What is asked:
1. Write out the passage of the stock commentary from "An article in" up to and including "the likely price.".
2. Continue the stock commentary from the point where it stops.

Text:
Big Lots shares remain high-risk due to the permanent debt balance and the likelihood of a suspension of the dividend.
We reiterate our view that Big Lots shareholders who are not willing or able to sustain further losses in the shares should sell now. There is no reasonably definable floor to a stock like Big Lots when fundamentals and valuation are ignored while investors reduce their risk exposure.
There was no significant company-specific news in the past week.
Big Lots shares slumped 6% this past week. The stock has 52% upside to our revised 25 price target. The shares offer a 7.3% dividend yield, although, as noted, investors should not rely on this dividend being sustained. HOLD
Citigroup (C) – Citi is one of the world’s largest banks, with over $2.4 trillion in assets. The bank’s weak compliance and risk-management culture led to Citi’s disastrous and humiliating experience in the 2009 global financial crisis, which required an enormous government bailout. The successor CEO, Michael Corbat, navigated the bank through the post-crisis period to a position of reasonable stability. Unfinished, though, is the project to restore Citi to a highly profitable banking company, which is the task of new CEO Jane Fraser.
This past week, the yield spread between the 90-day T-bill and the 10-year Treasury bond, which approximates the drivers behind Citi’s net interest margin, was essentially flat at negative 104 basis points (100 basis points in one percentage point). Our interpretation is that investors are assuming that the Fed rate hikes and other macro drivers will drag inflation down to sub-5% or less this year. Given that the inflation metrics are flattening out or declining (inflation over the past four or five months has been tame at sub-3%), this assumption seems reasonable.
An article in the London Financial Times said that the sale of Banamex, Citi’s retail banking business in Mexico, is progressing but will likely yield a price of only $6 billion to $8 billion, much less than the $10 billion recently estimated by many analysts and the $12.5+ billion estimated a year ago. Delays in completing a deal combined with a growing understanding that Citi had underinvested in Banamex have weighed on the likely price.
Related, the sole bidder, billionaire Germán Larrea, owner of mining company Grupo Mexico, is said to want Citi to retain a stake in Banamex. Larrea’s motivations are said to include keeping Citi engaged with the business and for it to continue to provide support and other services. While retaining a stake would delay Citi’s full exit, it might offer the possibility of a higher valuation in a later IPO.

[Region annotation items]
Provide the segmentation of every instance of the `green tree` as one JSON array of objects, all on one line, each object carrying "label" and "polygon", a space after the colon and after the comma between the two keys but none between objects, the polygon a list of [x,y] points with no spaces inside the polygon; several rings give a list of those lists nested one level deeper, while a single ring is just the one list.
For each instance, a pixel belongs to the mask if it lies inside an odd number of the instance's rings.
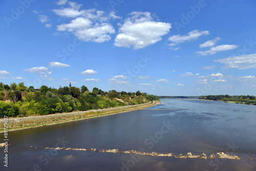
[{"label": "green tree", "polygon": [[141,95],[141,93],[139,91],[137,91],[136,92],[136,93],[135,94],[136,95],[136,96],[140,96],[140,95]]},{"label": "green tree", "polygon": [[95,98],[94,97],[93,97],[92,96],[90,96],[90,97],[88,99],[88,101],[91,103],[94,103],[95,102]]},{"label": "green tree", "polygon": [[126,94],[127,94],[127,93],[125,92],[124,92],[123,91],[122,92],[121,92],[121,95],[126,95]]},{"label": "green tree", "polygon": [[22,92],[19,90],[15,90],[14,92],[14,95],[17,98],[17,101],[22,99]]},{"label": "green tree", "polygon": [[13,100],[15,96],[15,95],[13,92],[8,92],[6,94],[6,97],[10,100]]},{"label": "green tree", "polygon": [[34,91],[34,86],[30,86],[28,89],[27,89],[28,92],[33,92]]},{"label": "green tree", "polygon": [[22,92],[25,92],[27,88],[28,87],[24,85],[24,82],[19,82],[18,84],[18,89]]},{"label": "green tree", "polygon": [[0,91],[3,91],[4,90],[4,84],[3,82],[0,82]]},{"label": "green tree", "polygon": [[72,87],[70,88],[70,93],[71,95],[74,98],[78,98],[81,96],[81,92],[80,91],[79,88],[77,88],[74,87]]},{"label": "green tree", "polygon": [[11,88],[8,84],[5,84],[4,87],[5,88],[5,91],[8,91],[8,90],[11,90]]},{"label": "green tree", "polygon": [[83,94],[84,92],[88,91],[88,89],[87,88],[87,87],[85,87],[84,86],[82,86],[82,87],[81,87],[81,92],[82,92],[82,94]]},{"label": "green tree", "polygon": [[43,85],[40,88],[40,92],[43,94],[46,94],[48,91],[48,87],[46,86]]},{"label": "green tree", "polygon": [[95,87],[93,89],[92,93],[94,93],[96,94],[99,94],[99,89]]},{"label": "green tree", "polygon": [[10,84],[10,88],[11,90],[15,91],[17,88],[17,84],[16,82],[12,82]]}]

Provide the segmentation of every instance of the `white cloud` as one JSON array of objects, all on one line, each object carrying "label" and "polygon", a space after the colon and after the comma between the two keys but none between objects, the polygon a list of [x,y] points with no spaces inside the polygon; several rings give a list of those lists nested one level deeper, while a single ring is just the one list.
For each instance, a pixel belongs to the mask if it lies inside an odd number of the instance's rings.
[{"label": "white cloud", "polygon": [[83,80],[81,82],[86,82],[86,81],[93,81],[95,82],[100,82],[100,80],[97,78],[87,78]]},{"label": "white cloud", "polygon": [[53,67],[70,67],[69,65],[58,62],[50,62],[49,63],[49,66]]},{"label": "white cloud", "polygon": [[131,83],[129,82],[125,81],[123,80],[117,80],[115,78],[113,78],[113,79],[110,79],[109,80],[111,81],[109,83],[111,84],[126,84],[126,85],[131,84]]},{"label": "white cloud", "polygon": [[199,47],[202,48],[206,48],[206,47],[211,47],[212,46],[214,46],[215,45],[215,44],[217,41],[217,40],[220,40],[221,38],[217,37],[215,38],[215,39],[211,40],[209,40],[205,41],[202,44],[199,45]]},{"label": "white cloud", "polygon": [[96,74],[98,74],[98,72],[95,71],[93,71],[93,70],[87,70],[86,71],[82,72],[80,74],[84,74],[84,75],[96,75]]},{"label": "white cloud", "polygon": [[48,71],[48,69],[45,67],[34,67],[29,69],[25,69],[24,71],[30,72],[45,72]]},{"label": "white cloud", "polygon": [[152,84],[151,83],[141,83],[137,84],[137,86],[150,86],[151,85],[152,85]]},{"label": "white cloud", "polygon": [[161,79],[156,81],[156,82],[162,82],[164,83],[169,83],[169,81],[165,79]]},{"label": "white cloud", "polygon": [[173,46],[180,42],[195,40],[203,35],[208,35],[210,33],[208,31],[199,31],[199,30],[195,30],[189,32],[186,35],[181,36],[178,34],[171,36],[168,38],[168,40],[173,42],[169,45],[169,46]]},{"label": "white cloud", "polygon": [[77,83],[78,83],[77,82],[69,81],[66,81],[66,83],[71,83],[71,84],[77,84]]},{"label": "white cloud", "polygon": [[214,69],[214,68],[216,67],[215,66],[206,66],[206,67],[202,67],[202,69],[203,70],[212,70]]},{"label": "white cloud", "polygon": [[47,24],[45,25],[45,27],[46,27],[47,28],[50,28],[51,27],[52,27],[52,24]]},{"label": "white cloud", "polygon": [[112,77],[113,78],[117,78],[117,79],[125,79],[127,78],[127,76],[123,75],[117,75],[117,76],[114,76]]},{"label": "white cloud", "polygon": [[190,72],[187,72],[186,74],[182,74],[182,75],[180,75],[180,77],[189,77],[189,76],[192,76],[194,74],[192,74]]},{"label": "white cloud", "polygon": [[59,1],[56,2],[56,4],[58,5],[65,5],[67,2],[68,0],[59,0]]},{"label": "white cloud", "polygon": [[39,20],[41,23],[44,23],[49,20],[48,17],[45,15],[38,15]]},{"label": "white cloud", "polygon": [[172,28],[170,23],[154,21],[148,12],[133,12],[130,15],[131,17],[120,25],[119,34],[115,39],[116,46],[143,48],[161,40],[161,36],[167,34]]},{"label": "white cloud", "polygon": [[205,56],[208,55],[212,55],[216,54],[218,52],[226,51],[236,49],[239,46],[234,45],[222,45],[216,47],[213,47],[210,50],[205,51],[198,51],[196,53],[199,54],[201,56]]},{"label": "white cloud", "polygon": [[208,79],[199,79],[197,81],[195,82],[197,82],[198,84],[206,84],[207,83]]},{"label": "white cloud", "polygon": [[148,76],[140,76],[139,77],[138,77],[138,78],[145,79],[149,79],[150,77]]},{"label": "white cloud", "polygon": [[226,68],[238,68],[245,70],[256,68],[256,53],[250,55],[243,55],[226,58],[214,60],[225,64]]},{"label": "white cloud", "polygon": [[26,78],[23,78],[22,77],[12,77],[12,79],[26,79]]},{"label": "white cloud", "polygon": [[244,76],[242,77],[238,77],[233,79],[234,80],[241,82],[251,82],[255,81],[256,82],[256,78],[254,76]]},{"label": "white cloud", "polygon": [[[103,11],[96,10],[95,9],[84,10],[80,12],[73,8],[63,9],[62,11],[64,9],[76,11],[73,12],[74,17],[80,15],[81,16],[72,20],[70,23],[57,26],[58,31],[71,32],[79,39],[84,41],[92,41],[97,42],[103,42],[111,40],[111,37],[109,34],[115,33],[115,29],[111,24],[106,23],[110,18],[114,17],[113,13],[111,13],[111,16],[106,16]],[[66,11],[63,12],[65,15],[68,13],[69,13]],[[63,15],[64,14],[60,16]]]},{"label": "white cloud", "polygon": [[212,80],[212,82],[226,82],[227,81],[225,79],[217,79],[216,80]]},{"label": "white cloud", "polygon": [[7,71],[0,71],[0,75],[3,76],[9,76],[11,75],[9,72]]},{"label": "white cloud", "polygon": [[111,17],[114,19],[121,19],[122,17],[119,16],[117,16],[115,15],[115,13],[114,11],[111,11],[110,14],[110,16]]}]

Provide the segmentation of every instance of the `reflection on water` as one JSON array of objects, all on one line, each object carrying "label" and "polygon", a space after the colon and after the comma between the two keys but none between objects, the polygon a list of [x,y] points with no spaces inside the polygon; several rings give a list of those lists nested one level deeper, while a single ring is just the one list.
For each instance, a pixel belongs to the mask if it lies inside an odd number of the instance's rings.
[{"label": "reflection on water", "polygon": [[[48,170],[213,170],[218,165],[218,170],[239,170],[242,166],[255,170],[256,106],[174,99],[161,101],[162,104],[147,110],[10,132],[10,168],[29,170],[38,165]],[[72,150],[92,148],[97,149]],[[190,154],[200,158],[204,154],[207,159],[189,159]],[[170,154],[170,158],[164,157]],[[215,157],[210,160],[212,154]],[[241,160],[231,161],[226,156],[219,162],[215,160],[225,154]]]}]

Exercise responses:
1.
An article in the London Financial Times said that the sale of Banamex, Citi’s retail banking business in Mexico, is progressing but will likely yield a price of only $6 billion to $8 billion, much less than the $10 billion recently estimated by many analysts and the $12.5+ billion estimated a year ago. Delays in completing a deal combined with a growing understanding that Citi had underinvested in Banamex have weighed on the likely price.

2.
Citi shares trade at 62% of tangible book value and 8.7x estimated 2023 earnings. The remarkably low valuations assume an unrealistically dim future for Citi.
Citi shares were flat in the past week and have 67% upside to our 85 price target. Citigroup investors enjoy a 4.0% dividend yield.
When comparing Citi shares with a U.S. 10-year Treasury bond, Citi offers a higher yield (4.0% vs 3.7%) and considerably more upside potential (nearly 70% according to our work vs. 0% for the Treasury bond). Clearly, the Citi share price and dividend payout carry considerably more risk than the Treasury bond, but at the current valuation, Citi shares would seem to have a remarkably better risk/return trade-off. BUY
Gates Industrial Corp, plc (GTES) – Gates is a specialized producer of industrial drive belts and tubing. While this niche might sound unimpressive, Gates has become a leading global manufacturer by producing premium and innovative products. Its customers depend on heavy-duty vehicles, robots, production and warehouse machines and other equipment to operate without fail, so the belts and hydraulic tubing that power these must be exceptionally reliable. Few buyers would balk at a reasonable price premium on a small-priced part from Gates if it means their million-dollar equipment keeps running. Even in automobiles, which comprise roughly 43% of its revenues, Gates’ belts are nearly industry-standard for their reliability and value. Helping provide revenue stability, over 60% of its sales are for replacements. Gates is well-positioned to prosper in an electric vehicle world, as its average content per EV, which require water pumps and other thermal management components for the battery and inverters, is likely to be considerably higher than its average content per gas-powered vehicle.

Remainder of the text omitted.